What the task requires: Each line that includes "phrase" must be copied from the records.

Data records:
★ ★ ★ ★

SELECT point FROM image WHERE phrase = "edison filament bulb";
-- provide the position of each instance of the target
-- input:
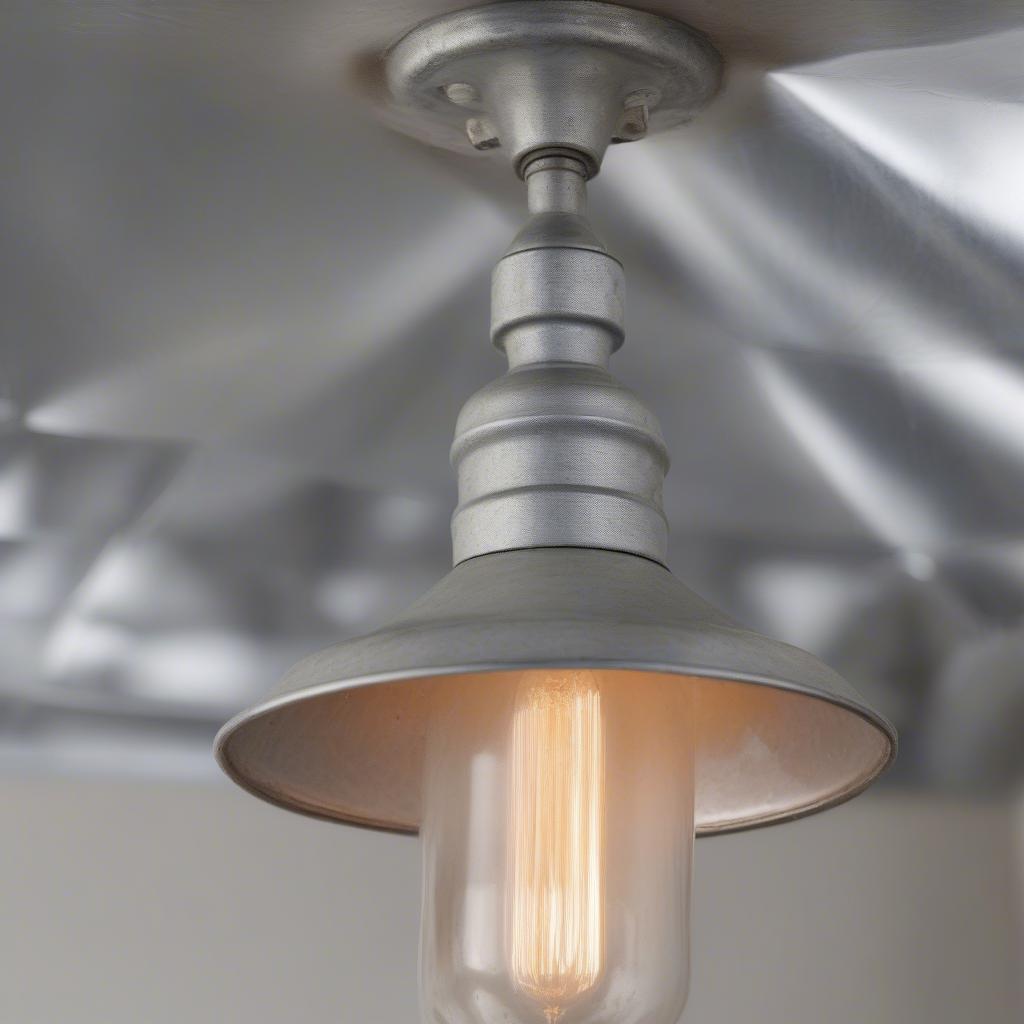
(557, 836)
(535, 716)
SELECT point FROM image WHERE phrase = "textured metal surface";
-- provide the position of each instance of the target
(778, 733)
(565, 74)
(239, 317)
(557, 453)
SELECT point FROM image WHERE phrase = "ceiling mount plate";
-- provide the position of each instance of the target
(563, 75)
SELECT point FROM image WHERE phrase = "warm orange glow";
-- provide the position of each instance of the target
(556, 806)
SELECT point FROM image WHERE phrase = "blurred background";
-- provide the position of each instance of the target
(238, 317)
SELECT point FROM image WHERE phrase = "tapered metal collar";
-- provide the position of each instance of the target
(779, 734)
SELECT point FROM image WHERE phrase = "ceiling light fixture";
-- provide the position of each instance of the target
(558, 716)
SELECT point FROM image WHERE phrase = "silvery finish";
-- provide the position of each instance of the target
(557, 453)
(240, 313)
(565, 74)
(780, 734)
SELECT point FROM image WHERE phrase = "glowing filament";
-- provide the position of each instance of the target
(555, 899)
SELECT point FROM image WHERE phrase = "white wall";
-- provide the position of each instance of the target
(151, 903)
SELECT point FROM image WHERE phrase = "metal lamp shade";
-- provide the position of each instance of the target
(778, 733)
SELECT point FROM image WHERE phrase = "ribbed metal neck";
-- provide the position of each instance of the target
(557, 453)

★ ★ ★ ★

Answer below:
SELECT point FROM image WHERE phrase = "edison filament bulb";
SELECT point FROM image WHERE phrase = "textured metal surface";
SELECT point FROM image WHERE phrase = "ceiling mount plate";
SELECT point FROM image WHERE phrase = "warm orange glow";
SELECT point FROM image WHERE phrase = "blurred background";
SELECT point FROM image WHERE phrase = "tapered metal collar";
SELECT point FROM image WHERE phrase = "ceiling light fixture";
SELECT point FROM image WHERE phrase = "silvery finish";
SELECT point FROM image WHERE phrase = "glowing filament";
SELECT point FROM image WHERE phrase = "white wall";
SELECT point FROM image WHERE phrase = "metal lamp shade";
SELECT point FROM image WHERE phrase = "ribbed metal neck";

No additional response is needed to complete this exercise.